- **Description of the task**
Reproduce only the stretch from the line containing "like x=106, y=548." through the line containing "x=242, y=259", changing "single dot" to "single point" and leaving everything else as it is.

- **Source material**
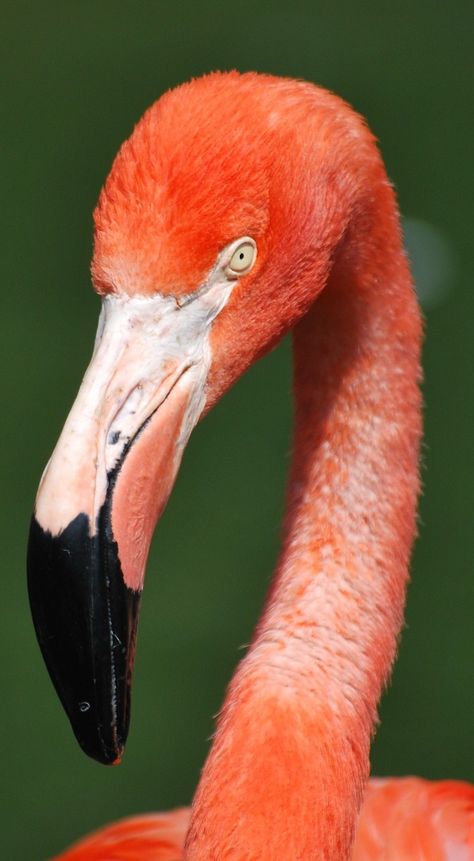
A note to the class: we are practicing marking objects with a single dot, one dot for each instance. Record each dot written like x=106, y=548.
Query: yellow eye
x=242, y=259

---

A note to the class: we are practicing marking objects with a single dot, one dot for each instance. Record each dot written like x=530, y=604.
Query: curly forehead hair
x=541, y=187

- **Response to this task**
A note to the class: we are practicing marking objects with a single point, one dot for each instance. Record each dot written like x=106, y=548.
Query: yellow eye
x=242, y=259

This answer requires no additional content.